Personally, I believe much of the confusion with this subject comes from not understanding the separation or the differences between Lucifer, Satan, and the devil, or even that there is a difference.

Lucifer is a great Solar Angel whereas Satan represents the material forces and consequently the fires of this world, a world that Lucifer is currently transiting. The devil is simply the personification of d-evil, that selfishness that leads to the material-only aspect of our being.


That's a Lucid perspective ...
 
If there was a hole in the spirit of emotions ... would that be an isolated or distributed thought as lost by god (ether-net as connection or relationship)? St Nich of Myra said that God's spirit is all over but God's mind is displaced ... therein is the pit we dwell upon ... Milton's Satyr? Authority hates virtual critical senses ...

Should one think in isolation like Isaiah, Moses and all those adept's of the forgotten past? Could these be heavenly advisors underfoot as the world is not flat and does go round. Older scientists have a sense of humour and know those that don't desire to know ... learn through accrued hummus ... metaphorical satire ?

My best teachers all through school told stories ... why myth is something to gather wonder of how it is dunne ... ochre 'd ... burned mire? Some authority will burn everything to change control their way and thus the burnt earth policy ... thus stuff runs deep in the un-conscience ... something sublime ... ridiculous from the farce Ide?
 
The key is prescience ... the gift of Leers ... sometimes called futurists ... but without doubt they are never sure! Forms the basis of quantum energy ... chancy stuff?
 
In the Book of Proverbs a lot is said about fools and not learning to strive towards a wise position ... it is an indeterminate point ... abstract zone or just a point of mind like a bo-sun ...
 
I am back ..... a bit.....
I would like to explain why I suddenly had to step away and how it relates to the subject of this
thread. Please understand that it was not because of what someone here said.
Ok.... this is personal so bear with me and make allowances should I not say something clearly
please.
This goes back about 3 weeks......

— EXERCISE BRIEF —
Continue the forum post on Lucifer, Satan, and the devil, starting right after its last line. You won't need the data.

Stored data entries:
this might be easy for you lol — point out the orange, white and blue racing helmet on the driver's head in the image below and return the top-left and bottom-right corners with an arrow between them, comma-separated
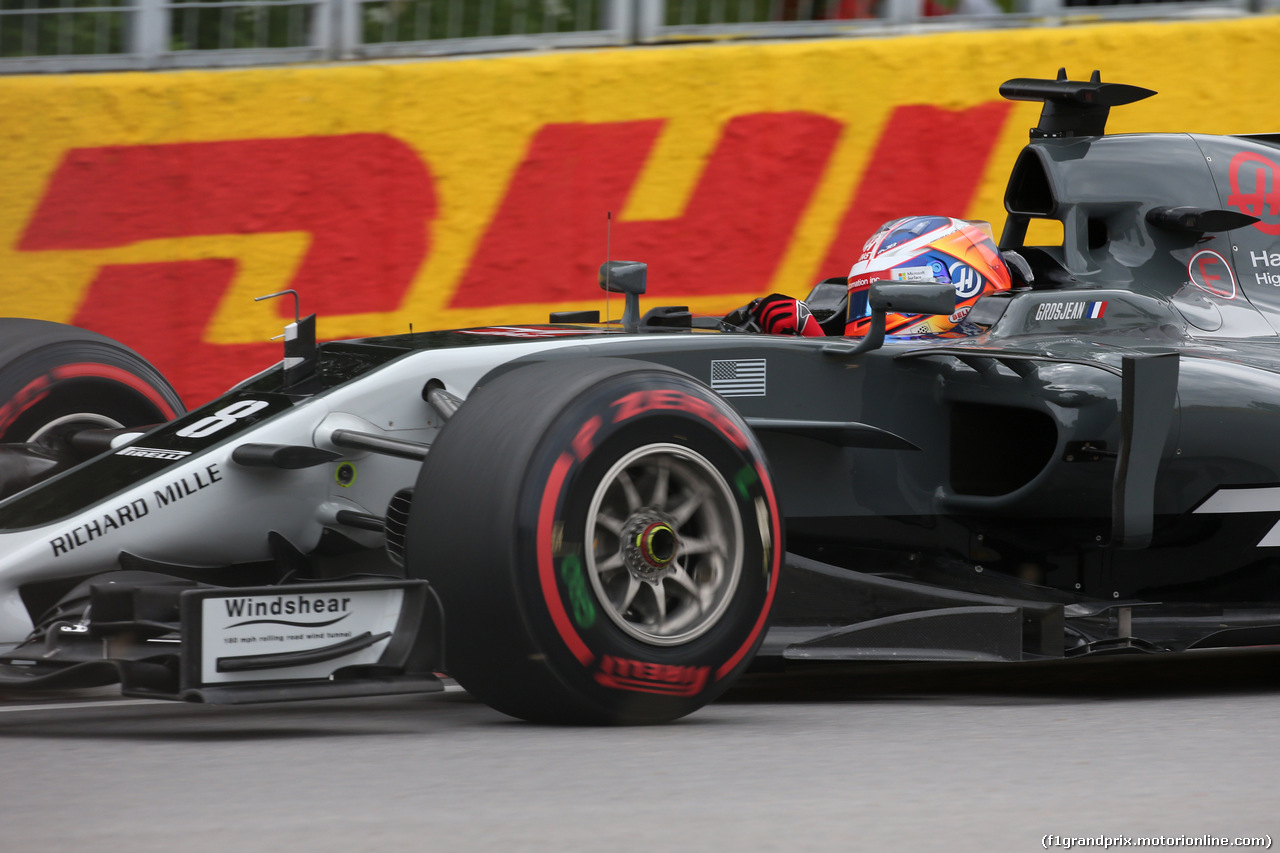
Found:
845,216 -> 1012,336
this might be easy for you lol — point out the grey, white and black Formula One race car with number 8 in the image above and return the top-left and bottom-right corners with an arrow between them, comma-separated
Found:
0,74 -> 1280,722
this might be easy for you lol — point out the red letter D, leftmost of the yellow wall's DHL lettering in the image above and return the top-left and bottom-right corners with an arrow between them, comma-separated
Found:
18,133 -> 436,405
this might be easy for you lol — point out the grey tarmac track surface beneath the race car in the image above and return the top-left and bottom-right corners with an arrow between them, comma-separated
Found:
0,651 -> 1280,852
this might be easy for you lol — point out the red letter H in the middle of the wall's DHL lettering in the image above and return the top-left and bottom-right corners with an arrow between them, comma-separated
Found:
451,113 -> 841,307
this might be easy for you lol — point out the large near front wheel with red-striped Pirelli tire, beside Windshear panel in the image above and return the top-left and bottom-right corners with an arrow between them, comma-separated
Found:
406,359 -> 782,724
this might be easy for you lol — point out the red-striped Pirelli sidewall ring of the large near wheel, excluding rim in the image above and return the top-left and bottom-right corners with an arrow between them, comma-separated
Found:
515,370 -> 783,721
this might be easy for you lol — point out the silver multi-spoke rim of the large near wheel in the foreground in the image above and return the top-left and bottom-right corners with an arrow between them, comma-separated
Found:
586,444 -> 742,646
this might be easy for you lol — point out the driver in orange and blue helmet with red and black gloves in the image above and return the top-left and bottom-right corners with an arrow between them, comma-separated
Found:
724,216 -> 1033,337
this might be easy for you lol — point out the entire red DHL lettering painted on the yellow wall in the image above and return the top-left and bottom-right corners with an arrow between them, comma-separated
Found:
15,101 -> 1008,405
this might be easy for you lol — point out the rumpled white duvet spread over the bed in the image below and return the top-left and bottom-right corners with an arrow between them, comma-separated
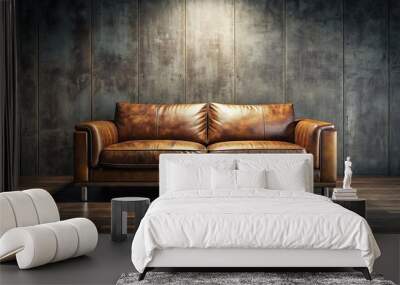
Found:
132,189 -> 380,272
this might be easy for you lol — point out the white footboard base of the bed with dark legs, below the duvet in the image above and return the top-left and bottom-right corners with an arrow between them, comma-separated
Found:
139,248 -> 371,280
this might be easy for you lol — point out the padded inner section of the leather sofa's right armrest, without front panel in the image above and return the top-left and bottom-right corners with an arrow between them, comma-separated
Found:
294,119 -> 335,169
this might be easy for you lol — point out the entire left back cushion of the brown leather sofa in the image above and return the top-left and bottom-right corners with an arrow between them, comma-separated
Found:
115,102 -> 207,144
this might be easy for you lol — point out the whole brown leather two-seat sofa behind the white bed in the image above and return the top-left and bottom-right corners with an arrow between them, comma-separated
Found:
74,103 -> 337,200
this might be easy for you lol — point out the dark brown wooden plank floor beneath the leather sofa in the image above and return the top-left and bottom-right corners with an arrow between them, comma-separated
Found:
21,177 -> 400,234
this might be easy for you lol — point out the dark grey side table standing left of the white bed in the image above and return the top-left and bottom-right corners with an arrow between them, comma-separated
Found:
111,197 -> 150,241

---

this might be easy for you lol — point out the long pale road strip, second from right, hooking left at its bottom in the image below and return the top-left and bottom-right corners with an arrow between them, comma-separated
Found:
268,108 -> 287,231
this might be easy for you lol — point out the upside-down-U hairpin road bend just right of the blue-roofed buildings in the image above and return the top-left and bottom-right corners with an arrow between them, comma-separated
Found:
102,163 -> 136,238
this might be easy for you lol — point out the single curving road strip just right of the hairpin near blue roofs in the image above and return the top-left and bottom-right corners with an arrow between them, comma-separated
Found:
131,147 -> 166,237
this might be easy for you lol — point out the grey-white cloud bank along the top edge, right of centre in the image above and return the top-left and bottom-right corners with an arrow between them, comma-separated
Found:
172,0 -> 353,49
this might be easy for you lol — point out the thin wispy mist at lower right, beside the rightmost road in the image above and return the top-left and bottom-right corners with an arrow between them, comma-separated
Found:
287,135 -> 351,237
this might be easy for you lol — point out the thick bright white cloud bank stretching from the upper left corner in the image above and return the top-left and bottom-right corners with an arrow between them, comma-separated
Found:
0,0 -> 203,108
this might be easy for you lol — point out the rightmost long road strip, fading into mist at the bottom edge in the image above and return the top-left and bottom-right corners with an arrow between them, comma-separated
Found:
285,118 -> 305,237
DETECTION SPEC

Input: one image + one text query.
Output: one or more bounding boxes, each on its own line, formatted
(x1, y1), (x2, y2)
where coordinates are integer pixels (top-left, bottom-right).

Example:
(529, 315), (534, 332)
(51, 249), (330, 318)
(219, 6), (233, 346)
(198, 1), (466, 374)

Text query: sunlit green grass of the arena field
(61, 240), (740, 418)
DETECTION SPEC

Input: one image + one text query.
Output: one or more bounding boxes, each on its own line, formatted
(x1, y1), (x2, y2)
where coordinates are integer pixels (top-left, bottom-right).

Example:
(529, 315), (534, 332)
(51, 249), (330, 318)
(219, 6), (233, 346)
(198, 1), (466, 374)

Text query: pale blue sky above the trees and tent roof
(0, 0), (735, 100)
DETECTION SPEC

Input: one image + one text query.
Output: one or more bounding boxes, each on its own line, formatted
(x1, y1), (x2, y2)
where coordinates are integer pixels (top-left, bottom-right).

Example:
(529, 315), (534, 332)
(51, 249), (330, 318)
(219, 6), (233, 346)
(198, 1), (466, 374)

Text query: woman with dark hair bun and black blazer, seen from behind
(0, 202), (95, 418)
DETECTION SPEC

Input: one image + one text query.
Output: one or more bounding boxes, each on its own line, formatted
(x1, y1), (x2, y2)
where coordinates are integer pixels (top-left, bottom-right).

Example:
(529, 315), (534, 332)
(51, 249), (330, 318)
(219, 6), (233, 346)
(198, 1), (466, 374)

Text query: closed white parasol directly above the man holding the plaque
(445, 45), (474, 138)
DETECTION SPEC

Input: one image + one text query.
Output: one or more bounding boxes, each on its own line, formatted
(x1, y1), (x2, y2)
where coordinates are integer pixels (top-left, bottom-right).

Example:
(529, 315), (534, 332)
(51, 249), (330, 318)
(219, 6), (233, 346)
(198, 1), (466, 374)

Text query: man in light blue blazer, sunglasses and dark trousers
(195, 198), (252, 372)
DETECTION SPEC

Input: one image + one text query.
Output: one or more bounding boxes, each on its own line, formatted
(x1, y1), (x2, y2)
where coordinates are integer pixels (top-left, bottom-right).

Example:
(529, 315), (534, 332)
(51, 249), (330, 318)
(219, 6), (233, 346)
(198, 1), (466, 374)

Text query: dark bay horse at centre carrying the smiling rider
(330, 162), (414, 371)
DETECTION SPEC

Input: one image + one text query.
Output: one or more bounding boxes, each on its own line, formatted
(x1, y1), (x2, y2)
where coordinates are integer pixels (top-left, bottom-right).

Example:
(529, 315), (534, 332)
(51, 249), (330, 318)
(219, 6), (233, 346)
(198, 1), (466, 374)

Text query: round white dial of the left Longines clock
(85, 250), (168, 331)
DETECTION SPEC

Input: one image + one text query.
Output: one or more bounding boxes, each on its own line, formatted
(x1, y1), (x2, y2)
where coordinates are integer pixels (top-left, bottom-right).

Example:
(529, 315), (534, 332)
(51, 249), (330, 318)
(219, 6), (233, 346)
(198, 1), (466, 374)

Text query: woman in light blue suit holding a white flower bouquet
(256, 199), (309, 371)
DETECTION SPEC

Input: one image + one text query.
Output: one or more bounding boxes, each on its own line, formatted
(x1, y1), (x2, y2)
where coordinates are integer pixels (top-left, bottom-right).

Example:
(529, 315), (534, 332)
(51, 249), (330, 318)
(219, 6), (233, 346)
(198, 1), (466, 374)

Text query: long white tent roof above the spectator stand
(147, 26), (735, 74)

— ANSWER TO THIS PROBLEM —
My mother is going to be 88 soon and she is in the early to mid stages of dementia and
altzheimers. My Saturdays are our precious time together. Mom knows all about me and she
discusses things with me almost every time we are together alone. She tries so hard to
understand. Now for her ... at her request.... I only present as male to give her the son she needs.

This I do out of love.....
A very important weekly event for her is to go to mass on Saturday evenings at her church.
She is Catholic and this is important for her and at that particular mass all her church friends
are there. I make sure she is there every week and I would go in and sit with her very quietly
and respectfully. I have done this for quite some time and many in the congregation have come to
like me and be quite friendly. In short .... a very nice bunch of persons....
..............................

Important point ..... the rest of this is not intended as a Catholic bashing.
This could be any church from any denomination so please use that as the lens for what I am going
to say.
.............................

I know the official Catholic stance on LGBTQ issues and I have never once brought it up and I
don't imagine anyone there knows about me.
This particular Saturday mass .... oh my...
I happened to have one of my grandchildren with us ..... just to make things even worse..... and we
were sitting only 1/3 back from the front.
Mass proceeds ... time for the homily (sermon)....
It starts with "the world" stuff and how evil it is etc. My eyes snap open .... I have sat
through so many of these sorts of sermons during my evangelical years. Such a good way to stir
up a crowd and present you favourite evils.

Ohhh no I thought .... please don't ... but he did....
Within 20 seconds he went from the evils of women and abortion to same sex marriage being based on
lust... and oh how he savoured that word.... and then on to me....
"...and then there are men that think they are women" he said.....
It was like being gutted ....worse .... much worse .......
Even now I cannot describe the pain.
I stood up at that point ... looked at him .... and walked out....apparently my face was grey.
I went to my car and sat there crying and trembling....
I had tried so hard to shield myself from that church .... not my church ... don't become attached
...protect yourself.... Even with that the words were devastating.
By the way .... one of the ushers ... an older lady that really likes me and my mother came out to
see if I was ok and what was wrong. This is the one that hugs everyone every week. We hugged
and she was the one to love me and comfort me at that moment.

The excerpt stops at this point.